» **Work instructions**: Set down the whole listing below exactly, without pictures.

►

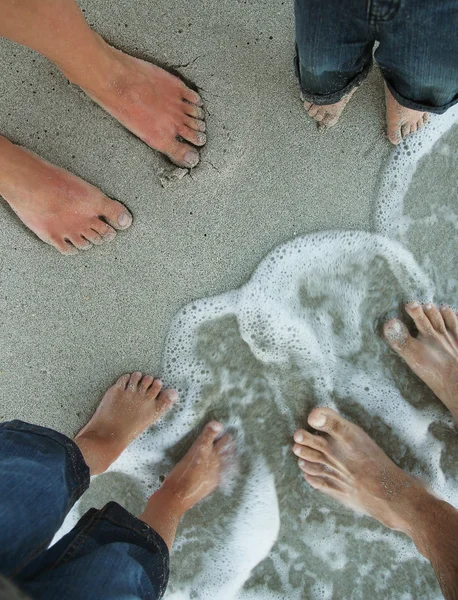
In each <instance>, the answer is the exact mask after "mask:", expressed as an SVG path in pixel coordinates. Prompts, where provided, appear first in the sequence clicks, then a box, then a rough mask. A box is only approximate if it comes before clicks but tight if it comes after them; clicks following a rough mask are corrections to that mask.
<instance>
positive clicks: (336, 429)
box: [308, 407, 348, 438]
mask: <svg viewBox="0 0 458 600" xmlns="http://www.w3.org/2000/svg"><path fill="white" fill-rule="evenodd" d="M308 423H309V425H310V426H311V427H313V428H314V429H318V430H319V431H325V432H326V433H329V434H330V435H331V436H333V437H337V438H344V437H346V432H347V430H348V422H347V421H346V420H345V419H344V418H343V417H341V416H340V415H339V414H338V413H336V411H335V410H332V409H331V408H321V407H320V408H315V409H314V410H312V412H311V413H310V415H309V418H308Z"/></svg>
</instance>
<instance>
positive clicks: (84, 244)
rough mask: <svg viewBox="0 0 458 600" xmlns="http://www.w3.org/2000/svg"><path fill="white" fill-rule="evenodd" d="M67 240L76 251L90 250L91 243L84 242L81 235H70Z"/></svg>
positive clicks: (88, 242) (84, 239)
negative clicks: (71, 235)
mask: <svg viewBox="0 0 458 600" xmlns="http://www.w3.org/2000/svg"><path fill="white" fill-rule="evenodd" d="M69 240H70V242H71V243H72V244H73V245H74V246H75V248H78V250H89V249H90V248H92V244H91V242H88V240H85V239H84V238H83V237H82V236H81V235H72V237H70V238H69Z"/></svg>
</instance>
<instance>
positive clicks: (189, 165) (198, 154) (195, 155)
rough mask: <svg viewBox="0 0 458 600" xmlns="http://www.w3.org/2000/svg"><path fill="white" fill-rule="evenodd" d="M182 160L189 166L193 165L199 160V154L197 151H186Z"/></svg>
mask: <svg viewBox="0 0 458 600" xmlns="http://www.w3.org/2000/svg"><path fill="white" fill-rule="evenodd" d="M184 161H185V163H187V164H188V165H189V166H190V167H195V166H196V165H197V163H198V162H199V154H198V153H197V152H186V154H185V156H184Z"/></svg>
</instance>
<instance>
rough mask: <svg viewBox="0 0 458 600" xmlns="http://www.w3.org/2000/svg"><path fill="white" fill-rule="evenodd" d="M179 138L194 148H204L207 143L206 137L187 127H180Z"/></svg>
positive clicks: (199, 132)
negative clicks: (181, 139) (199, 147)
mask: <svg viewBox="0 0 458 600" xmlns="http://www.w3.org/2000/svg"><path fill="white" fill-rule="evenodd" d="M179 133H180V135H181V137H182V138H183V139H185V140H187V141H188V142H191V144H194V145H195V146H205V144H206V143H207V136H206V135H205V133H202V132H201V131H195V130H194V129H190V128H189V127H182V128H181V129H180V131H179Z"/></svg>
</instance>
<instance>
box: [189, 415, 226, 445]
mask: <svg viewBox="0 0 458 600" xmlns="http://www.w3.org/2000/svg"><path fill="white" fill-rule="evenodd" d="M222 431H223V425H222V424H221V423H219V422H218V421H210V422H209V423H207V424H206V425H205V427H204V428H203V430H202V431H201V433H200V434H199V437H198V438H197V440H196V443H197V444H198V445H202V446H205V447H207V448H211V447H212V446H213V442H214V441H215V440H216V439H217V438H218V437H219V436H220V435H221V433H222Z"/></svg>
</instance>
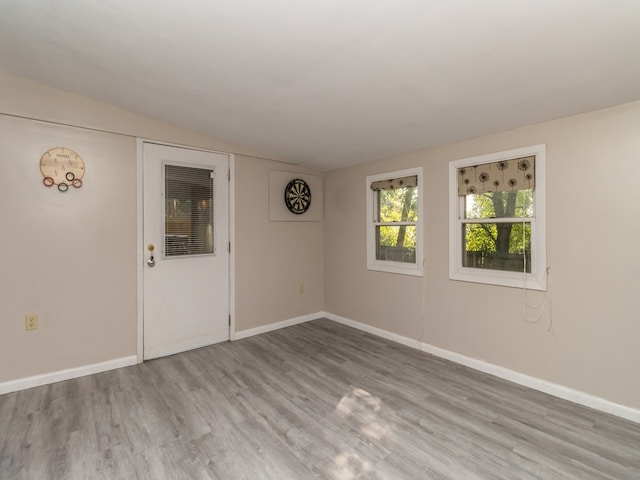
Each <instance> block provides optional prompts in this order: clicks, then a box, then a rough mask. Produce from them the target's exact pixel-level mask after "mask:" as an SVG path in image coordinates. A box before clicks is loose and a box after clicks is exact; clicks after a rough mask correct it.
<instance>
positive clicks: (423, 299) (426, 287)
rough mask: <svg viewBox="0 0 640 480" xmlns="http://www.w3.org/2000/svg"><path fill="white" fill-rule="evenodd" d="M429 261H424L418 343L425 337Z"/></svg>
mask: <svg viewBox="0 0 640 480" xmlns="http://www.w3.org/2000/svg"><path fill="white" fill-rule="evenodd" d="M426 263H427V259H426V258H423V259H422V307H421V308H420V335H418V341H419V342H422V336H423V335H424V321H425V318H424V317H425V305H426V296H427V273H426V272H425V267H426Z"/></svg>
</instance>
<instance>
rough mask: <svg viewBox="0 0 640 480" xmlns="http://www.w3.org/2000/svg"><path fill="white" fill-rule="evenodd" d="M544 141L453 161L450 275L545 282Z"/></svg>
mask: <svg viewBox="0 0 640 480" xmlns="http://www.w3.org/2000/svg"><path fill="white" fill-rule="evenodd" d="M544 169H545V148H544V145H538V146H535V147H528V148H524V149H518V150H511V151H508V152H500V153H496V154H490V155H483V156H481V157H474V158H469V159H464V160H458V161H455V162H451V164H450V171H449V175H450V189H451V193H450V217H451V218H450V225H451V232H450V242H451V247H450V278H452V279H454V280H467V281H472V282H479V283H491V284H498V285H507V286H518V287H527V288H533V289H544V288H545V270H546V266H545V253H544V230H545V228H544V213H545V212H544V191H545V188H544V174H543V173H544Z"/></svg>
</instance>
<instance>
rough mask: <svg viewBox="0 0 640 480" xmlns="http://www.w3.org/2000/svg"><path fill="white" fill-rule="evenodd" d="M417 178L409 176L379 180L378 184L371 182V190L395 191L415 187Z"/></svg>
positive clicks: (411, 175) (416, 175) (416, 182)
mask: <svg viewBox="0 0 640 480" xmlns="http://www.w3.org/2000/svg"><path fill="white" fill-rule="evenodd" d="M417 186H418V176H417V175H410V176H408V177H401V178H390V179H388V180H380V181H379V182H371V190H374V191H378V190H395V189H396V188H406V187H417Z"/></svg>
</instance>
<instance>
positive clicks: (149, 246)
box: [147, 243, 156, 267]
mask: <svg viewBox="0 0 640 480" xmlns="http://www.w3.org/2000/svg"><path fill="white" fill-rule="evenodd" d="M155 249H156V247H154V246H153V243H150V244H149V245H147V250H149V253H150V254H151V255H150V256H149V259H148V260H147V265H149V266H150V267H155V265H156V260H155V259H154V258H153V251H154V250H155Z"/></svg>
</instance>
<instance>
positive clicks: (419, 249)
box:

◄

» **Result of the task**:
In each <instance>, the answer is the exact mask after "mask:", expressed as an SVG path in pixel coordinates. Prompts, where provided, appear first in the sequence clicks, then a box, then a rough mask. A box is only approximate if it comes before clicks but tight if it comes after them; clicks following a rough mask are corrections to that mask.
<instance>
positive clicks: (336, 429)
box: [308, 407, 348, 438]
mask: <svg viewBox="0 0 458 600" xmlns="http://www.w3.org/2000/svg"><path fill="white" fill-rule="evenodd" d="M308 423H309V425H310V426H311V427H313V428H314V429H318V430H319V431H325V432H326V433H329V434H330V435H331V436H333V437H337V438H344V437H346V432H347V430H348V422H347V421H346V420H345V419H344V418H343V417H341V416H340V415H339V414H338V413H336V411H335V410H332V409H331V408H321V407H320V408H315V409H314V410H312V412H311V413H310V415H309V418H308Z"/></svg>
</instance>
<instance>
positive clicks: (84, 244)
rough mask: <svg viewBox="0 0 458 600" xmlns="http://www.w3.org/2000/svg"><path fill="white" fill-rule="evenodd" d="M67 240L76 251L90 250L91 243L84 242L81 235H70Z"/></svg>
positive clicks: (88, 242) (84, 239)
negative clicks: (71, 235)
mask: <svg viewBox="0 0 458 600" xmlns="http://www.w3.org/2000/svg"><path fill="white" fill-rule="evenodd" d="M69 240H70V242H71V243H72V244H73V245H74V246H75V248H78V250H89V249H90V248H92V244H91V242H88V240H85V239H84V238H83V237H82V236H81V235H72V237H70V238H69Z"/></svg>
</instance>
<instance>
positive clicks: (189, 165) (198, 154) (195, 155)
rough mask: <svg viewBox="0 0 458 600" xmlns="http://www.w3.org/2000/svg"><path fill="white" fill-rule="evenodd" d="M182 160L189 166L193 165L199 160V154L197 151H186Z"/></svg>
mask: <svg viewBox="0 0 458 600" xmlns="http://www.w3.org/2000/svg"><path fill="white" fill-rule="evenodd" d="M184 161H185V163H187V164H188V165H189V166H190V167H195V166H196V165H197V163H198V162H199V154H198V153H197V152H186V154H185V156H184Z"/></svg>
</instance>
<instance>
rough mask: <svg viewBox="0 0 458 600" xmlns="http://www.w3.org/2000/svg"><path fill="white" fill-rule="evenodd" d="M179 138L194 148H204L207 143L206 137L187 127H180Z"/></svg>
positive clicks: (199, 132)
negative clicks: (181, 139) (199, 147)
mask: <svg viewBox="0 0 458 600" xmlns="http://www.w3.org/2000/svg"><path fill="white" fill-rule="evenodd" d="M179 133H180V135H181V137H182V138H183V139H185V140H187V141H188V142H191V144H194V145H195V146H205V144H206V143H207V136H206V135H205V133H202V132H201V131H195V130H194V129H190V128H189V127H182V128H181V129H180V131H179Z"/></svg>
</instance>
<instance>
box: [189, 415, 226, 445]
mask: <svg viewBox="0 0 458 600" xmlns="http://www.w3.org/2000/svg"><path fill="white" fill-rule="evenodd" d="M222 431H223V425H222V424H221V423H219V422H218V421H210V422H209V423H207V424H206V425H205V427H204V428H203V430H202V431H201V433H200V434H199V437H198V438H197V440H196V443H197V444H198V445H202V446H205V447H207V448H211V447H212V446H213V442H214V441H215V440H216V439H217V438H218V437H219V436H220V435H221V433H222Z"/></svg>
</instance>
Each <instance> block provides optional prompts in this order: clicks, then a box, then a rough mask. Produce from them the target's exact pixel-level mask after "mask:" as an SVG path in image coordinates. A box before clicks is loose and a box after clicks is exact; clicks after a rough mask correct it.
<instance>
positive clicks: (423, 299) (426, 287)
rough mask: <svg viewBox="0 0 640 480" xmlns="http://www.w3.org/2000/svg"><path fill="white" fill-rule="evenodd" d="M429 261H424L418 343L425 337Z"/></svg>
mask: <svg viewBox="0 0 640 480" xmlns="http://www.w3.org/2000/svg"><path fill="white" fill-rule="evenodd" d="M426 263H427V259H426V258H423V259H422V307H421V308H420V335H418V341H419V342H422V336H423V335H424V321H425V318H424V317H425V305H426V296H427V273H426V272H425V267H426Z"/></svg>
</instance>
<instance>
rough mask: <svg viewBox="0 0 640 480" xmlns="http://www.w3.org/2000/svg"><path fill="white" fill-rule="evenodd" d="M544 141L453 161L450 275L545 282Z"/></svg>
mask: <svg viewBox="0 0 640 480" xmlns="http://www.w3.org/2000/svg"><path fill="white" fill-rule="evenodd" d="M544 169H545V148H544V145H538V146H535V147H528V148H524V149H518V150H511V151H508V152H500V153H496V154H490V155H483V156H481V157H474V158H469V159H464V160H458V161H455V162H451V164H450V171H449V175H450V189H451V193H450V217H451V218H450V225H451V232H450V242H451V247H450V278H452V279H454V280H467V281H472V282H479V283H491V284H498V285H507V286H518V287H527V288H533V289H544V288H545V270H546V266H545V253H544V230H545V228H544V213H545V212H544V191H545V188H544V174H543V173H544Z"/></svg>
</instance>
<instance>
rough mask: <svg viewBox="0 0 640 480" xmlns="http://www.w3.org/2000/svg"><path fill="white" fill-rule="evenodd" d="M417 178L409 176L379 180L378 184L371 182V190L395 191L415 187Z"/></svg>
positive clicks: (411, 175) (416, 175) (416, 182)
mask: <svg viewBox="0 0 640 480" xmlns="http://www.w3.org/2000/svg"><path fill="white" fill-rule="evenodd" d="M417 186H418V176H417V175H410V176H408V177H401V178H390V179H388V180H380V181H379V182H371V190H374V191H378V190H395V189H396V188H406V187H417Z"/></svg>
</instance>
<instance>
positive clicks: (149, 246)
box: [147, 243, 156, 267]
mask: <svg viewBox="0 0 640 480" xmlns="http://www.w3.org/2000/svg"><path fill="white" fill-rule="evenodd" d="M155 249H156V247H154V246H153V243H150V244H149V245H147V250H149V253H150V254H151V255H150V256H149V259H148V260H147V265H149V266H150V267H155V265H156V260H155V259H154V258H153V251H154V250H155Z"/></svg>
</instance>
<instance>
positive clicks: (419, 249)
box:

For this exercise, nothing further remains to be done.